> **WORK TO DO**:
From the material below, keep only the lines that contain the word "fish" and copy each of them out. Case matters when matching.

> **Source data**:
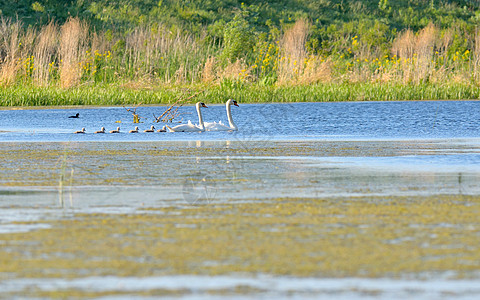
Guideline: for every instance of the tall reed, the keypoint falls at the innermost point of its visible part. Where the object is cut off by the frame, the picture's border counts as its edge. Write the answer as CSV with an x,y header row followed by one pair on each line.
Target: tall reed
x,y
9,50
44,54
73,36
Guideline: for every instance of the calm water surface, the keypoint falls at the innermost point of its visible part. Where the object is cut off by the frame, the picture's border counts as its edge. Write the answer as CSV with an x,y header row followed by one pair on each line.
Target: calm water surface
x,y
354,149
297,121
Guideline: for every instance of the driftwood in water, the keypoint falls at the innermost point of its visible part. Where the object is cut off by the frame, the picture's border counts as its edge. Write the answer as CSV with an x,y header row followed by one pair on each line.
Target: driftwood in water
x,y
172,112
136,117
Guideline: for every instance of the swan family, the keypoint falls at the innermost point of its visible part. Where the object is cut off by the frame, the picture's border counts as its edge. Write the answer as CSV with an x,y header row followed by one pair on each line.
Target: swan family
x,y
189,127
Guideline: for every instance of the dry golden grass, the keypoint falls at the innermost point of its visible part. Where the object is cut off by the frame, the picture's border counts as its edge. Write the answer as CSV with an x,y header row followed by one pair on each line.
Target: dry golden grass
x,y
293,52
9,44
316,70
44,52
73,36
233,71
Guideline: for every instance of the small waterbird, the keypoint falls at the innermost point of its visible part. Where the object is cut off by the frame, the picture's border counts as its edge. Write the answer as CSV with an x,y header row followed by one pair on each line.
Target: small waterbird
x,y
152,129
102,130
115,131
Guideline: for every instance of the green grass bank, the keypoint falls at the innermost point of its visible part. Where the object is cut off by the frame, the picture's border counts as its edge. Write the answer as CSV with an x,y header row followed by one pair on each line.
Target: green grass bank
x,y
110,95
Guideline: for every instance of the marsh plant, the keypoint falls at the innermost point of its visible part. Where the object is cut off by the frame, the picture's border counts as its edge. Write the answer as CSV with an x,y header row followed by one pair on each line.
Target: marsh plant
x,y
74,63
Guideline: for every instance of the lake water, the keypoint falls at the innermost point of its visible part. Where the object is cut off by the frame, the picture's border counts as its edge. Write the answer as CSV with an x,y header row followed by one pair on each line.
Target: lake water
x,y
296,121
371,152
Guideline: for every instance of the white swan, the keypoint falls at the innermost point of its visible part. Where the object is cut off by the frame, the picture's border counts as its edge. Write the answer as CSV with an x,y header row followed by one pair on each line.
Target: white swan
x,y
152,129
115,131
191,127
214,126
102,130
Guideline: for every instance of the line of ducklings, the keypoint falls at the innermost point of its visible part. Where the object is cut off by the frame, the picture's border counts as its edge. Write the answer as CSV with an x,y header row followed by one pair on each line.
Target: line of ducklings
x,y
136,130
189,127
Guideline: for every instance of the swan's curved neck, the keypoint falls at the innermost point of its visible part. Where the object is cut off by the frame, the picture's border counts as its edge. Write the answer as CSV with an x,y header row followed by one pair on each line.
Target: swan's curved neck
x,y
200,117
229,116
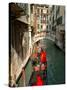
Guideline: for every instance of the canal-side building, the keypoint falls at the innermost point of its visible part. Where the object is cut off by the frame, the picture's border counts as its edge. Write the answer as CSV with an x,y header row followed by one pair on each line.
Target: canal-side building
x,y
56,25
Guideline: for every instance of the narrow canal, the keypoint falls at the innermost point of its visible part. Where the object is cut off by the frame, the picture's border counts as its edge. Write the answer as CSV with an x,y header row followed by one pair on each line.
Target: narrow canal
x,y
55,64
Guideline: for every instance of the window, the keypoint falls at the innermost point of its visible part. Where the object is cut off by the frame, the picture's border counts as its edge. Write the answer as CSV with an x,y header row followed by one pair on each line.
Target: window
x,y
59,20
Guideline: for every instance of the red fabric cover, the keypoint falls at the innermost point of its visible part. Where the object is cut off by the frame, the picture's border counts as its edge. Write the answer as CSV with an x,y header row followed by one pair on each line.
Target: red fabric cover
x,y
43,57
39,81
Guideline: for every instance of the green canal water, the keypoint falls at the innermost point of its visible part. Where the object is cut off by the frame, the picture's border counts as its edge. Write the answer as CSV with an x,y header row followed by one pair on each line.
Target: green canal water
x,y
55,65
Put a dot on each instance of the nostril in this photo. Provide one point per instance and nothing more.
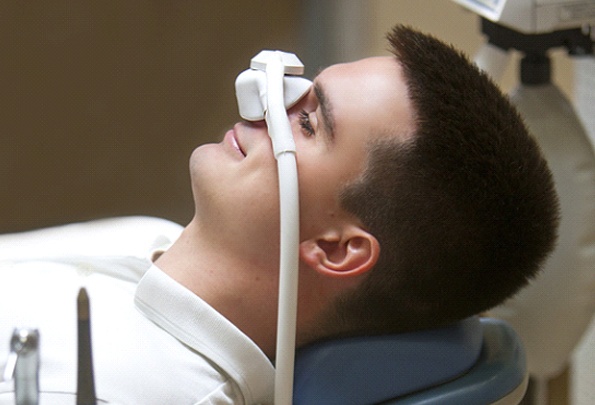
(256, 124)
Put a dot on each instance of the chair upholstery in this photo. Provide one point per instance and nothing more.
(472, 362)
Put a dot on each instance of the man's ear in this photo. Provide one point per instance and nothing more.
(349, 252)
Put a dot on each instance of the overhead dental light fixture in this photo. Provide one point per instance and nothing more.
(553, 313)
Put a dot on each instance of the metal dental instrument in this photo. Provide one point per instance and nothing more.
(265, 91)
(85, 390)
(23, 365)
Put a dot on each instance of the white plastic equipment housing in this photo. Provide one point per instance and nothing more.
(534, 16)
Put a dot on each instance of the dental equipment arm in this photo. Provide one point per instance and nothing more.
(258, 98)
(23, 365)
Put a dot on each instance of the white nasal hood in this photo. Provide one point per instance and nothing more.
(251, 85)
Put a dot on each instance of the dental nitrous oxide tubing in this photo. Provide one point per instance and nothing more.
(265, 92)
(284, 149)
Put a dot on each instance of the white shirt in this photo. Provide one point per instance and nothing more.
(154, 342)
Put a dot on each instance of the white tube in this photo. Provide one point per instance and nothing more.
(284, 148)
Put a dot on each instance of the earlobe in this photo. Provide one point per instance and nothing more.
(353, 252)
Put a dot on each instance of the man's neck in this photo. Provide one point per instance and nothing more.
(245, 296)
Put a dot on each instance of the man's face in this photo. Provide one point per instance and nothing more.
(235, 182)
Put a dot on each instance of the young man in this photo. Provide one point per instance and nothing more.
(423, 201)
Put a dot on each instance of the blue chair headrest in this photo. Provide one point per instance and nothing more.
(379, 368)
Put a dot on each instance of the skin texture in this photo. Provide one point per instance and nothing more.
(228, 254)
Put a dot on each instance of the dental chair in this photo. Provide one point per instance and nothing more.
(476, 361)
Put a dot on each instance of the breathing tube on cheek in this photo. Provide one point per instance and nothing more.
(266, 91)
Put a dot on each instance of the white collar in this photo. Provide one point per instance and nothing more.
(192, 321)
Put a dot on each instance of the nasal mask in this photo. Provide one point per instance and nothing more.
(272, 83)
(266, 91)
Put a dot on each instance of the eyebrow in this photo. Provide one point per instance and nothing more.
(325, 107)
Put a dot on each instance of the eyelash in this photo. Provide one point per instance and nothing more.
(304, 120)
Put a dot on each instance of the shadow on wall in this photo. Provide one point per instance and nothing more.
(103, 102)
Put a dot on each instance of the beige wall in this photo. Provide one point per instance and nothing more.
(102, 102)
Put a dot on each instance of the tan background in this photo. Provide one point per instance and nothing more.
(102, 102)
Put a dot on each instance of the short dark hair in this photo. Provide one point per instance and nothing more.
(465, 210)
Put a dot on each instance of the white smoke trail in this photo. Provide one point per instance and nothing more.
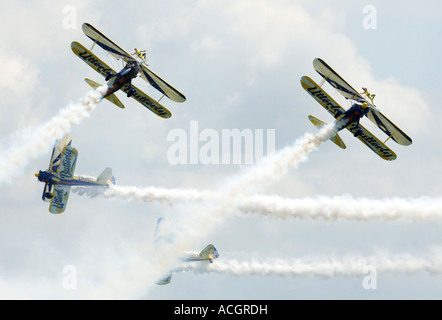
(344, 207)
(275, 165)
(347, 266)
(32, 142)
(197, 221)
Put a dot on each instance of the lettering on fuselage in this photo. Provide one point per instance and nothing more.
(90, 59)
(146, 101)
(58, 199)
(68, 163)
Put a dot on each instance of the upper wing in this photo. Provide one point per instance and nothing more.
(320, 95)
(161, 85)
(59, 146)
(112, 97)
(107, 44)
(372, 142)
(388, 127)
(60, 198)
(336, 80)
(92, 60)
(148, 102)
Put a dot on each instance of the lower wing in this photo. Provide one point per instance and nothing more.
(321, 96)
(60, 198)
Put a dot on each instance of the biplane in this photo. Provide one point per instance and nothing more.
(362, 105)
(134, 65)
(209, 253)
(60, 177)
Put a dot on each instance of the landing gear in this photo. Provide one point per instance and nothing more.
(358, 132)
(338, 113)
(49, 195)
(109, 75)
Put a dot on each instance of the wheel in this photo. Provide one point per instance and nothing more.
(130, 92)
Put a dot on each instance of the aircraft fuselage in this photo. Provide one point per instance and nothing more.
(125, 76)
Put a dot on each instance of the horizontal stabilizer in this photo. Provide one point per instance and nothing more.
(59, 199)
(148, 102)
(388, 127)
(321, 124)
(112, 98)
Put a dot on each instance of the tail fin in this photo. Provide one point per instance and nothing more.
(209, 253)
(106, 177)
(112, 98)
(320, 124)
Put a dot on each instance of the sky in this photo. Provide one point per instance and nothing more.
(310, 221)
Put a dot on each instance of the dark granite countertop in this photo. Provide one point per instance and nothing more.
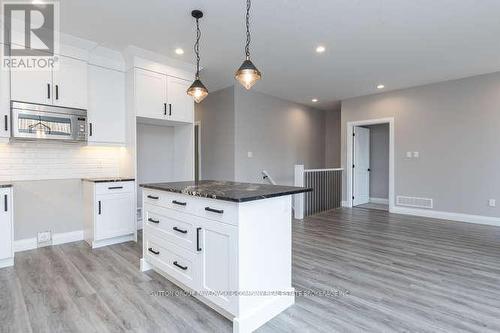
(226, 190)
(108, 180)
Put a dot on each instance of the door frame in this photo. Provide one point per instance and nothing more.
(350, 157)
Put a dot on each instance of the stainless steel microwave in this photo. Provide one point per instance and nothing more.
(45, 122)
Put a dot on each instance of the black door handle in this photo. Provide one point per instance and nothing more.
(208, 209)
(198, 248)
(180, 230)
(153, 251)
(181, 267)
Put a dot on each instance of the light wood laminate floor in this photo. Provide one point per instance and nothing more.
(400, 274)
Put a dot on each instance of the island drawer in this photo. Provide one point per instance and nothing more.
(179, 263)
(171, 225)
(114, 188)
(212, 209)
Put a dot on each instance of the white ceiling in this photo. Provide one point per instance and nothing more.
(399, 43)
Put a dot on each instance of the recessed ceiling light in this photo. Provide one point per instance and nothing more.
(320, 49)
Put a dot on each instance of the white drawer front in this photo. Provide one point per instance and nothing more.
(170, 225)
(114, 187)
(180, 263)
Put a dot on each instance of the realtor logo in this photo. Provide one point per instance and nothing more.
(30, 34)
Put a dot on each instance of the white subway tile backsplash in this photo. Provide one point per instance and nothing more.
(55, 160)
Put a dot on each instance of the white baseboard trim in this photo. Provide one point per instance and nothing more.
(467, 218)
(382, 201)
(57, 239)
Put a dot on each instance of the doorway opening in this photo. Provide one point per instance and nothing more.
(370, 152)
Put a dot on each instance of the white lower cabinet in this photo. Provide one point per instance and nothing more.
(109, 213)
(6, 227)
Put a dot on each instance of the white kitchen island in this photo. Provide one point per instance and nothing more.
(229, 243)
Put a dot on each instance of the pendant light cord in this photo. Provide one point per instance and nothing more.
(197, 49)
(247, 46)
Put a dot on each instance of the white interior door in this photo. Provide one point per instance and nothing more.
(361, 172)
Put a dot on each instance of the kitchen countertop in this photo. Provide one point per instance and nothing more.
(108, 180)
(227, 190)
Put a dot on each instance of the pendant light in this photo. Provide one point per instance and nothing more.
(248, 74)
(197, 90)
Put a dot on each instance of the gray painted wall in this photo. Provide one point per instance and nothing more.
(455, 127)
(216, 115)
(379, 161)
(279, 133)
(47, 205)
(332, 137)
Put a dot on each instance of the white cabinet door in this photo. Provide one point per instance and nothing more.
(114, 216)
(106, 112)
(180, 104)
(31, 86)
(218, 246)
(5, 224)
(150, 94)
(70, 83)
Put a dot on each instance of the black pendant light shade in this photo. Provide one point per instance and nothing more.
(248, 74)
(197, 90)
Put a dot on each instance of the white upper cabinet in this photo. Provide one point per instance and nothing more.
(150, 94)
(180, 104)
(31, 87)
(70, 83)
(63, 86)
(160, 96)
(106, 109)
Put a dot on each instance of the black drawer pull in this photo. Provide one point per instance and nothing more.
(180, 230)
(153, 251)
(198, 248)
(208, 209)
(181, 267)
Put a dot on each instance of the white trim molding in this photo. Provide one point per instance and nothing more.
(458, 217)
(349, 160)
(381, 201)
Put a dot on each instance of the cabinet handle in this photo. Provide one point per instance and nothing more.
(180, 230)
(181, 267)
(153, 251)
(208, 209)
(198, 248)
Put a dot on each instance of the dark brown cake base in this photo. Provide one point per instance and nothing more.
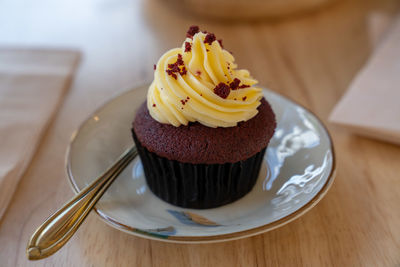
(199, 186)
(199, 144)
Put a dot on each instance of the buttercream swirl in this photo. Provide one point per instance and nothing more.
(188, 95)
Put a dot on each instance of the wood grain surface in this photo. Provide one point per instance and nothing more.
(310, 58)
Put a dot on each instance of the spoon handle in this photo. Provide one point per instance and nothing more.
(62, 225)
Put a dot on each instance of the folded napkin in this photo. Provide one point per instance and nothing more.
(32, 84)
(371, 106)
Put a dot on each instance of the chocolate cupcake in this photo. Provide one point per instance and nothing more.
(203, 131)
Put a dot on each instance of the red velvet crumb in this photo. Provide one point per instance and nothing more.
(188, 47)
(175, 67)
(220, 43)
(234, 84)
(210, 37)
(192, 31)
(222, 90)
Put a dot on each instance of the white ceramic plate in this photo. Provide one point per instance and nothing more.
(297, 172)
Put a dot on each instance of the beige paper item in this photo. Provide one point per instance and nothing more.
(32, 84)
(371, 106)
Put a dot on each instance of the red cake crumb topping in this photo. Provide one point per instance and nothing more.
(210, 37)
(184, 101)
(234, 84)
(220, 43)
(188, 47)
(222, 90)
(192, 31)
(174, 68)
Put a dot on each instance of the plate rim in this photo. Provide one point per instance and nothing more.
(202, 239)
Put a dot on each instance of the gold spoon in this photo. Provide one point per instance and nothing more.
(62, 225)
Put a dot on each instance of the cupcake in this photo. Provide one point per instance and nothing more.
(204, 128)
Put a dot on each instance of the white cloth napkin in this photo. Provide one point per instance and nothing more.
(371, 106)
(32, 85)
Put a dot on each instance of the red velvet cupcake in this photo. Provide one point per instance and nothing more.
(203, 131)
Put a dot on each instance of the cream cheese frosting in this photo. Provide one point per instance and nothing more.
(200, 82)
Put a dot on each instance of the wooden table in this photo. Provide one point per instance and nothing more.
(310, 58)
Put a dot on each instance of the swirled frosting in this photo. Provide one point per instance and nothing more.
(200, 82)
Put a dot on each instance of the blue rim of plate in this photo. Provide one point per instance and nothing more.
(213, 238)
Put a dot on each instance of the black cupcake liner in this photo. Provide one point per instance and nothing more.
(198, 186)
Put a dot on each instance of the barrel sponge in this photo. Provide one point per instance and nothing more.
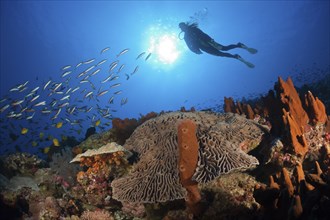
(155, 177)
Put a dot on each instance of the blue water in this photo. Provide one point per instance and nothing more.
(38, 38)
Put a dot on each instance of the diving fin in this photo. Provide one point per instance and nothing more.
(251, 65)
(249, 49)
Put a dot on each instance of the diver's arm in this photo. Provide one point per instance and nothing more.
(194, 49)
(201, 35)
(192, 45)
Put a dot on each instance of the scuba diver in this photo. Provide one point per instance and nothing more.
(197, 40)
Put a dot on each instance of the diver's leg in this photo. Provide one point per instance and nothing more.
(238, 57)
(239, 45)
(249, 49)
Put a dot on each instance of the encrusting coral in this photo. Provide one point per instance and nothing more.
(104, 164)
(155, 178)
(290, 120)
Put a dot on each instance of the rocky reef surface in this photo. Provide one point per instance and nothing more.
(268, 160)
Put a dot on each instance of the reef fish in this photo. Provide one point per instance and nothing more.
(123, 52)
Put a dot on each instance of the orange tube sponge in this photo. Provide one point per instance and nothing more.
(188, 157)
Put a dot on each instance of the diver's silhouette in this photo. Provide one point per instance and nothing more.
(197, 40)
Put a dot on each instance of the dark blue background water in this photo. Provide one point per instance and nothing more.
(38, 38)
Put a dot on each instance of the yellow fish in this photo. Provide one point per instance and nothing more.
(41, 135)
(50, 137)
(59, 124)
(97, 123)
(64, 138)
(56, 142)
(24, 130)
(46, 150)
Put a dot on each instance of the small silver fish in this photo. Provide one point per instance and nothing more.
(114, 78)
(75, 89)
(72, 110)
(120, 68)
(58, 112)
(18, 102)
(34, 98)
(83, 81)
(123, 101)
(45, 86)
(34, 90)
(45, 111)
(66, 67)
(22, 89)
(135, 70)
(107, 79)
(65, 97)
(123, 52)
(89, 109)
(96, 71)
(102, 93)
(79, 64)
(140, 55)
(115, 85)
(66, 73)
(63, 104)
(111, 100)
(14, 89)
(67, 91)
(30, 117)
(101, 62)
(90, 68)
(147, 57)
(89, 61)
(105, 49)
(88, 94)
(117, 92)
(81, 74)
(113, 65)
(57, 87)
(40, 103)
(3, 108)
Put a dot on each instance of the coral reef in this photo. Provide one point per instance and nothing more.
(295, 195)
(23, 164)
(155, 178)
(290, 120)
(120, 131)
(104, 164)
(59, 163)
(96, 215)
(181, 166)
(239, 108)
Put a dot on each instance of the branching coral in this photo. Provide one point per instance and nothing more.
(155, 178)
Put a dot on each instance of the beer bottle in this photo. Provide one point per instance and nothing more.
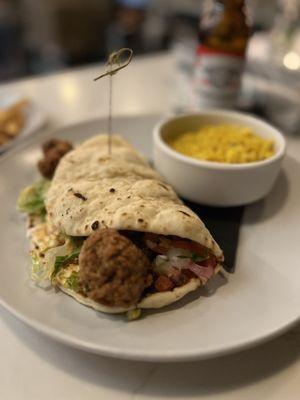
(223, 36)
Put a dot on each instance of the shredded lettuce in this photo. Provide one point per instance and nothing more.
(31, 199)
(61, 261)
(72, 281)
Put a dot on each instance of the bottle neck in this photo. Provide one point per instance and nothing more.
(231, 4)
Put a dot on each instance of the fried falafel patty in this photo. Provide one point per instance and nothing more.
(112, 270)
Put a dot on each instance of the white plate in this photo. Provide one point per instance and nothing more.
(35, 119)
(261, 300)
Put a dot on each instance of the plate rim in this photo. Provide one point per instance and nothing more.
(112, 351)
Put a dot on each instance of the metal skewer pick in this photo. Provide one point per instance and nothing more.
(114, 64)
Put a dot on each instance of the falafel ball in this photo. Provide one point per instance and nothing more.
(112, 270)
(54, 150)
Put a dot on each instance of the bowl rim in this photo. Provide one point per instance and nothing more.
(278, 137)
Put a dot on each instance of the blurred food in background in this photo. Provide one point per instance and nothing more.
(38, 37)
(12, 121)
(41, 36)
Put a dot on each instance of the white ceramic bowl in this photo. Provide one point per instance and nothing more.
(213, 183)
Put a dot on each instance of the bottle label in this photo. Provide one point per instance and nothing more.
(218, 76)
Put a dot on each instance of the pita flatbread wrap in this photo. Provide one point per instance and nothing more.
(93, 190)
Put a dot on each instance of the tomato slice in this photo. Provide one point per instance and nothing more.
(163, 284)
(192, 246)
(211, 262)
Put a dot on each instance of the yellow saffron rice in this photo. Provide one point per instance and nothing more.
(223, 143)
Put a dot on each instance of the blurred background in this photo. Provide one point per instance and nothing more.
(41, 36)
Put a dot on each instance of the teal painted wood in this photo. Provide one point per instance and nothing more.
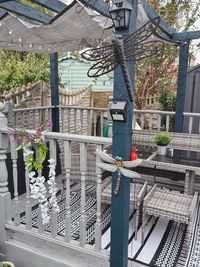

> **COMPLETE ANSWER**:
Put a dot on each instance of the reef fish in this photo. Provide one point per instance and nothing more.
Put a dot on each instance of the yellow fish in this photo. Provide one point per instance and nothing more.
Put a dot on each instance of the small silver fish in this photo. Provide one point per instance and nothing more.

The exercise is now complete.